### WRITTEN PROBLEM
Rewrite the items from the line containing "A warehouse robotic arm needs to pick up the curled" through the line containing "[222,151,276,212]". Leave the request lines unchanged, and offset every bounding box coordinate in the answers by -143.

### THE INPUT
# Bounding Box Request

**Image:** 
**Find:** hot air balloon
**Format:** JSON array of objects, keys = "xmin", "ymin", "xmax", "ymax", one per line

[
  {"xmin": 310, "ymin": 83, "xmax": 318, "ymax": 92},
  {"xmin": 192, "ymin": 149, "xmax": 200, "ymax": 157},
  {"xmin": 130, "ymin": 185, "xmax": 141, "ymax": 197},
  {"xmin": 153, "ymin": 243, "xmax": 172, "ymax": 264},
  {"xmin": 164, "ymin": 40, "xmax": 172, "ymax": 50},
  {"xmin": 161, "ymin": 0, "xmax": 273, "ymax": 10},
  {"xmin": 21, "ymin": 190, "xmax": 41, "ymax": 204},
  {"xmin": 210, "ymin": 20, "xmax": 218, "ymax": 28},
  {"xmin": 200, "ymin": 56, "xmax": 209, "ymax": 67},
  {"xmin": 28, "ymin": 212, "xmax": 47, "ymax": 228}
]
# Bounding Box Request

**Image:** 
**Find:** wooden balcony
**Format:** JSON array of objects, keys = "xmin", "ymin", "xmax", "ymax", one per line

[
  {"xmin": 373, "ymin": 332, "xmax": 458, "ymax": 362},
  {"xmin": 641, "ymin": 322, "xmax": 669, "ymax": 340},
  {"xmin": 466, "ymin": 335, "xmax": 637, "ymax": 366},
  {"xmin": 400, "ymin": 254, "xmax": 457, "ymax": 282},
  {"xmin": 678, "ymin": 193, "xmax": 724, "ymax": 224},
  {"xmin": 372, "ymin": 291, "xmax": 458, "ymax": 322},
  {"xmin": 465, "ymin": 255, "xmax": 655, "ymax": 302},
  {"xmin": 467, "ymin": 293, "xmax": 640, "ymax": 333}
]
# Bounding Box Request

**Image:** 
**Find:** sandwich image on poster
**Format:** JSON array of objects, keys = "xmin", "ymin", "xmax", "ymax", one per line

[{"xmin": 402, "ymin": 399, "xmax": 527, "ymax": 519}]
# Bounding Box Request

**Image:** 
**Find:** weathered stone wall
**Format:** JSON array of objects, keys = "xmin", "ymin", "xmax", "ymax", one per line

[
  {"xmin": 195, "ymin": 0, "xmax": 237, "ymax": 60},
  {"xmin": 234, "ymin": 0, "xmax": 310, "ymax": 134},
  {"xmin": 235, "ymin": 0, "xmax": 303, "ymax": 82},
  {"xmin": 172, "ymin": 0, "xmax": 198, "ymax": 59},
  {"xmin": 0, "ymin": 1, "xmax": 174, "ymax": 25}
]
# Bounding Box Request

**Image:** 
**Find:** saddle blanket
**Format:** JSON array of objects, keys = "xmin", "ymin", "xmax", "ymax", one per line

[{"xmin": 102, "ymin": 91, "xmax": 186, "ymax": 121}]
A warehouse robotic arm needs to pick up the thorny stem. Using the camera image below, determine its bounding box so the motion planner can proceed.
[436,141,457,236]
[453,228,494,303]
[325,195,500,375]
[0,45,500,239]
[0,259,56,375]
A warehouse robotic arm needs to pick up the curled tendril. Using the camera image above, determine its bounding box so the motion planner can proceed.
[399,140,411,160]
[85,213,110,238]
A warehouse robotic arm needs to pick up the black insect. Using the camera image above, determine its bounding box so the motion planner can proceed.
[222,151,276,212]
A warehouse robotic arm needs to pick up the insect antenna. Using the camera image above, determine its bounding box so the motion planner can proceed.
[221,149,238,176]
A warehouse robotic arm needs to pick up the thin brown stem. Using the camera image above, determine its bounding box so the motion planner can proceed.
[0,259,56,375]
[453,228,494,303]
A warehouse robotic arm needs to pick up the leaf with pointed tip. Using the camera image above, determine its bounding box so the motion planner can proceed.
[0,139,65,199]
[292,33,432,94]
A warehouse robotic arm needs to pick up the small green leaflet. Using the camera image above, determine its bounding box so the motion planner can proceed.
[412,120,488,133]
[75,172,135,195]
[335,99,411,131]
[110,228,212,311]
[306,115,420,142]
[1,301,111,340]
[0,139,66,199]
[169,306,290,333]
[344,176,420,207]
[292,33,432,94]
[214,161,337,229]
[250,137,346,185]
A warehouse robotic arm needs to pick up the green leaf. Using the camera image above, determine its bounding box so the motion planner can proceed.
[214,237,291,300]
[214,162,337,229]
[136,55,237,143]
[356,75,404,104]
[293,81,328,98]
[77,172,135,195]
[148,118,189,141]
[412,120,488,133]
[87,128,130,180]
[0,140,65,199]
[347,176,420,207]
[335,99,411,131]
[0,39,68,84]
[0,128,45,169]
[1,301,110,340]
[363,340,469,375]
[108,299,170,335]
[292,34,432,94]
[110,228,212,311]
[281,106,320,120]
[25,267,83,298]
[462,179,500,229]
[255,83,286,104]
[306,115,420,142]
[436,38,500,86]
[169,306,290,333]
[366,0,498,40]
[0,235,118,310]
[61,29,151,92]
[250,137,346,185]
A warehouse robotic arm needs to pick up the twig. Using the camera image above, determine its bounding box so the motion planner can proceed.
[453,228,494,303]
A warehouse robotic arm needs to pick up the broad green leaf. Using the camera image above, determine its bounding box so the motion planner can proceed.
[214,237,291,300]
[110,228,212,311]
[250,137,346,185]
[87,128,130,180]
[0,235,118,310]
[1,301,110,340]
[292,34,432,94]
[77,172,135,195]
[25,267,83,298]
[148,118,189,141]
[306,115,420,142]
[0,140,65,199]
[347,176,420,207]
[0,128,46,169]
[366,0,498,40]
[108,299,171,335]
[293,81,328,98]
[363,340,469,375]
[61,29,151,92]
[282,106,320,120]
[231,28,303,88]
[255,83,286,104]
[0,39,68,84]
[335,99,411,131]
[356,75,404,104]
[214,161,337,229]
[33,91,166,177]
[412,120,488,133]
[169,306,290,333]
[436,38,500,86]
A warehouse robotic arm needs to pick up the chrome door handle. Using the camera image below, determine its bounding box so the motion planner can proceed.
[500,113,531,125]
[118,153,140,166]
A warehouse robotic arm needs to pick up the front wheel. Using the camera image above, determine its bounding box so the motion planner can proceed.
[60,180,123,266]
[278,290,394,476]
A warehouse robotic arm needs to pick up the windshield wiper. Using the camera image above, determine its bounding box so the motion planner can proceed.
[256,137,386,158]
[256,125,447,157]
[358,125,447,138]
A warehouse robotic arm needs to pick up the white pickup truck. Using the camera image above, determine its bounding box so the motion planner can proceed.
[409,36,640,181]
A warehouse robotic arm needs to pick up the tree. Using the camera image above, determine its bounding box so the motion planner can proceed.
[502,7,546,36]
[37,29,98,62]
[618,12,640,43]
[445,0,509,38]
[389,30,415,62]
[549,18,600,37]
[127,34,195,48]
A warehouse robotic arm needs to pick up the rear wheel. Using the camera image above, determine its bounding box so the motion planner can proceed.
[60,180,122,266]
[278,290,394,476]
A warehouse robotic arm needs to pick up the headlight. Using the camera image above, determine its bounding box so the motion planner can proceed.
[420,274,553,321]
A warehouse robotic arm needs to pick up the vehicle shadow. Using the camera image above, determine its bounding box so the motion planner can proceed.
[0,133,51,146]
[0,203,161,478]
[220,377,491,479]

### OUTPUT BELOW
A warehouse robotic arm needs to pick up the curled tendril. Using the camera image above, determine its bounding box so the motion planner can proceed.
[256,-3,268,17]
[-58,70,-33,95]
A warehouse robotic arm needs to pick up the black insect. Using the camera image above, determine its bounding box so the motion planner can proceed.
[79,8,133,69]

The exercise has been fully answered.